§ INFORMATION GIVEN:
>> Start

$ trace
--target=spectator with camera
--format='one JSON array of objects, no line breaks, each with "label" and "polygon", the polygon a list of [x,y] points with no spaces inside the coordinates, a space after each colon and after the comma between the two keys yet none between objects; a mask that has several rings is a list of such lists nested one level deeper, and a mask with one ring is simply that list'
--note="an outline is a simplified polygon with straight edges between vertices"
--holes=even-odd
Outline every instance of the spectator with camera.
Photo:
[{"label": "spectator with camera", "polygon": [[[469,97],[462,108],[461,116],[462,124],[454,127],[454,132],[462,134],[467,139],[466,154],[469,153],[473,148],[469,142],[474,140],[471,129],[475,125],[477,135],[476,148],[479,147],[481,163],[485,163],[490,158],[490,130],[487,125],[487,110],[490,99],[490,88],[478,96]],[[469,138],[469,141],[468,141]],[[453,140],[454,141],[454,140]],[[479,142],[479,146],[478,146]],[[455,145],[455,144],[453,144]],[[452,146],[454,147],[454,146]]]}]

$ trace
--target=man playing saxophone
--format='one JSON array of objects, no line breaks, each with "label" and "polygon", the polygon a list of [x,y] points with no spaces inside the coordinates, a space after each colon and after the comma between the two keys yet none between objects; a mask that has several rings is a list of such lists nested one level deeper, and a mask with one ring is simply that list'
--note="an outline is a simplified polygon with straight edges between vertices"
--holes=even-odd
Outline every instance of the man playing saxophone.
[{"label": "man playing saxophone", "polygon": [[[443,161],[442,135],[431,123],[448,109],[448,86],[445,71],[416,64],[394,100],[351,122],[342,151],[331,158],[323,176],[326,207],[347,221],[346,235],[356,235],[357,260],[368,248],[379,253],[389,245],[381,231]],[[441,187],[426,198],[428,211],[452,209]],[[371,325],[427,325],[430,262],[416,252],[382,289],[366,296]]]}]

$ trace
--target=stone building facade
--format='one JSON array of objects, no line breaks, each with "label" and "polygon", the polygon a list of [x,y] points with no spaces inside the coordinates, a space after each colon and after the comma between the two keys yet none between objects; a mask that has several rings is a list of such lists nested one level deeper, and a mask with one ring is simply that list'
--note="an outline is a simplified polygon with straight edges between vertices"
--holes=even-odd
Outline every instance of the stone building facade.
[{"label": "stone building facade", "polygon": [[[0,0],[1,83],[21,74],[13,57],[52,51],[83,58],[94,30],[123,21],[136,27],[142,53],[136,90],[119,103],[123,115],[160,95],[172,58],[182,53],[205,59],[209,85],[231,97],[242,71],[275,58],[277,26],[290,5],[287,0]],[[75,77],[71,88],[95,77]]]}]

>> End

§ WHAT THE TASK ASKS: Reproduce every line of the data verbatim.

§ EXERCISE RESPONSE:
$ trace
--target=spectator with camera
--format='one JSON array of objects, no line breaks, each with "label" and "polygon", the polygon a list of [x,y] points with no spaces inside the coordinates, a space after each colon and after the comma between the two keys yet none between objects; a mask that has several rings is a list of such lists nested one level deeper, and a mask with one ring is simply that list'
--note="an outline is a simplified polygon with straight edges between vertices"
--holes=even-odd
Outline every instance of the spectator with camera.
Photo:
[{"label": "spectator with camera", "polygon": [[[469,97],[462,108],[461,116],[462,124],[454,127],[454,132],[462,134],[467,139],[466,154],[469,153],[473,148],[469,142],[474,140],[471,129],[475,125],[477,135],[476,148],[479,147],[481,163],[485,163],[490,158],[490,130],[487,125],[487,110],[490,99],[490,88],[478,96]],[[469,138],[469,141],[468,141]],[[453,140],[454,141],[454,140]],[[479,142],[479,146],[478,146]],[[455,145],[455,144],[453,144]],[[452,146],[454,147],[454,146]]]}]

$ trace
--target=man playing saxophone
--format='one JSON array of objects, no line breaks, each with "label" and "polygon", the polygon a list of [x,y] points with no spaces inside the coordinates, a space after each colon and after the comma between the two keys yet none between objects; a mask that has several rings is a list of such lists nested one level deeper, and a mask with one ring is simply that list'
--note="an outline is a simplified polygon with straight edges between vertices"
--holes=even-odd
Outline every instance of the man playing saxophone.
[{"label": "man playing saxophone", "polygon": [[[443,161],[442,135],[431,123],[448,109],[448,86],[445,71],[416,64],[394,100],[351,122],[342,151],[331,158],[323,176],[326,207],[347,221],[346,235],[356,235],[357,260],[368,248],[379,253],[389,245],[381,231]],[[441,187],[426,198],[428,211],[452,209]],[[371,325],[427,325],[430,262],[416,252],[382,289],[366,296]]]}]

$ trace
--target=stone building facade
--format='one JSON array of objects, no line breaks, each with "label" and "polygon", the polygon a list of [x,y] points with no spaces inside the coordinates, a space after each colon and after the comma between the two keys yet none between objects; a mask that has several rings is a list of such lists nested one level deeper, and a mask with one ring is simply that list'
--note="an outline is a simplified polygon with straight edges between vertices"
--holes=even-odd
Outline every instance of the stone building facade.
[{"label": "stone building facade", "polygon": [[[0,0],[1,83],[21,74],[13,57],[52,51],[83,58],[94,30],[123,21],[136,27],[142,53],[136,90],[119,103],[123,115],[160,95],[172,58],[182,53],[205,59],[209,85],[231,97],[242,71],[275,58],[277,26],[290,5],[287,0]],[[75,77],[71,88],[95,77]]]}]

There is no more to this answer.